PAGE TEXT
※

It is certainly unlikely at the moment that geopolitical stability
can be achieved by the formation of some new detente like the one
that terrified us into peace during the Cold War. Europe, old and
new, is furious with the United States at the moment (if my
unscientific polls while there in January are at all accurate), but
they are a very long way from confronting us with any military threat
we’d find credible.

I’m pretty sure that, soon enough, hatred of our Great Satanic selves
will provide the Islamic World with a unity they have lacked since
the Prophet’s son-in-law twisted off and started Shi’ism. But beyond
their demonstrated capacity to turn us into a nation of chickenshits
and control freaks, I can’t imagine them erecting a pacifying balance
force against our appalling might.

I believe that Dick Cheney has thought all these considerations
through in vastly greater detail than I’m providing here and has
reached these following conclusions: first, that it is in the best
interests of humanity that the United States impose a fearful peace
upon the world and, second, that the best way to begin that epoch
would be to establish dominion over the Middle East through the
American Protectorate of Iraq. In other words, it’s not about oil,
it’s about power and peace.

Well, alright. It is about oil, I guess, but only in the sense that
the primary goal of the American Peace is to guarantee the Global
Corporations reliable access to *all* natural resources. wherever
they may lie. The multinationals are Cheney’s real constituents,
regardless of their stock in trade or their putative country of
origin. He knows, as the Romans did, that war is bad for business.

※

DATA SHOWN
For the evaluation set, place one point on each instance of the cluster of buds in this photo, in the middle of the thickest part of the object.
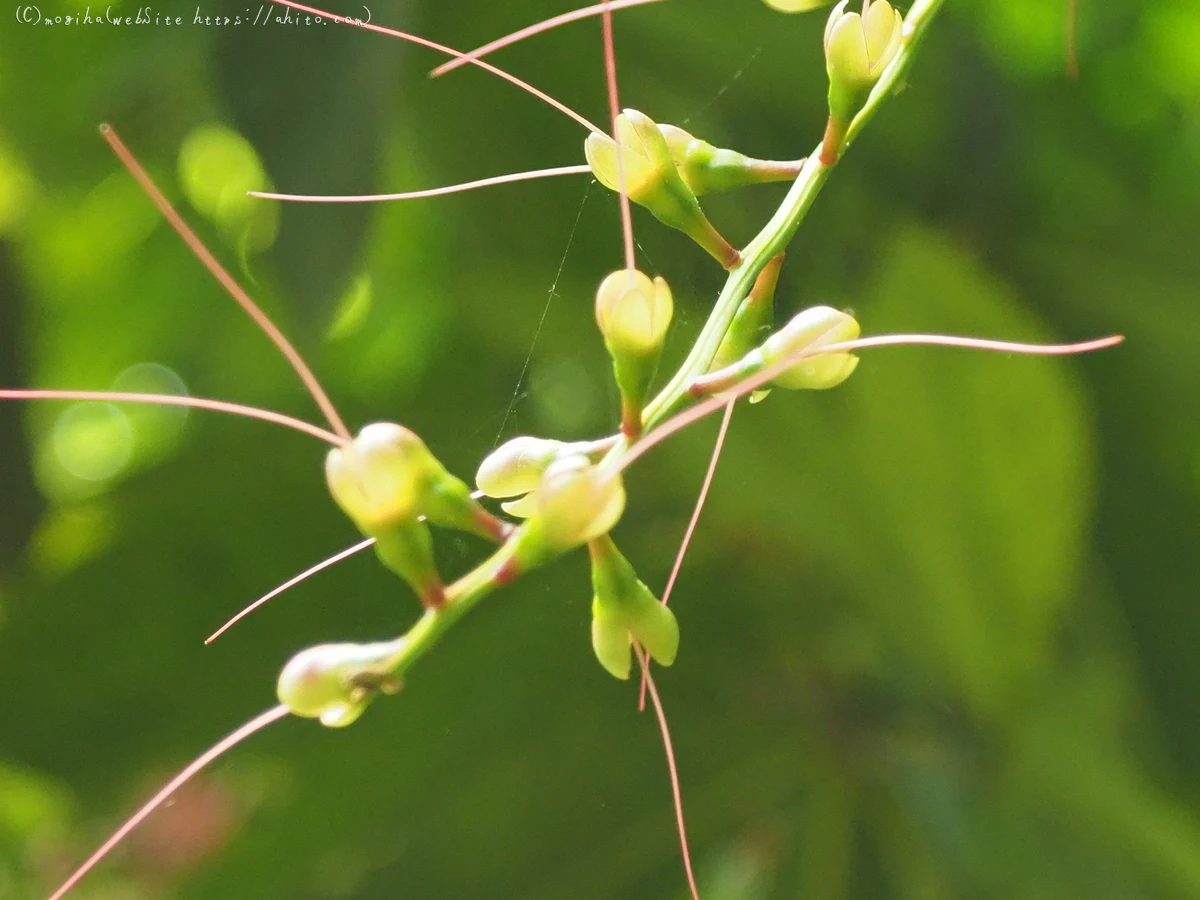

※

DIRECTIVES
1 - Write out everything in the essay on American power from "Well, alright. It" down to "bad for business.".
2 - Sum up the essay on American power in two sentences.
3 - Give what follows in the essay on American power, picking up after its final sentence.

ANSWERS
1 -
Well, alright. It is about oil, I guess, but only in the sense that
the primary goal of the American Peace is to guarantee the Global
Corporations reliable access to *all* natural resources. wherever
they may lie. The multinationals are Cheney’s real constituents,
regardless of their stock in trade or their putative country of
origin. He knows, as the Romans did, that war is bad for business.

2 - The author sees no force able to balance American might: Europe is angry with the United States but poses no credible military threat, and an Islamic world unified by hatred of America is not expected to build a pacifying counterweight. The author believes Dick Cheney has concluded that the United States should impose a fearful peace on the world, beginning with dominion over the Middle East through an American Protectorate of Iraq, mainly to guarantee global corporations reliable access to all natural resources.

3 -
But what’s more important is that he also knows that business is bad
for war. He knows, for example, there there has never been a war
between two countries that harbored McDonald’s franchises.

I actually think it’s possible that, however counter-intuitive and
risky his methods for getting it, what Dick Cheney really wants is
peace. Though much has been made of his connection to Halliburton and
the rest of the Ol Bidness, he is not acting in the service of
personal greed. He is a man of principle. He is acting in the service
of intentions that are to him as noble as mine are to me - and not
entirely different.

How can this be? Return with me now to the last time I was convinced
he was insanely endangering life on earth. This was back in the early
1983 when Dick Cheney was, at least by appearances, a mere
congressman. He was also Congressional point man for the deployment
of the MX missile system in our mutual home state of Wyoming. (The MX
was also called the "Peacemaker," a moniker I took at the time to be
the darkest of ironies.)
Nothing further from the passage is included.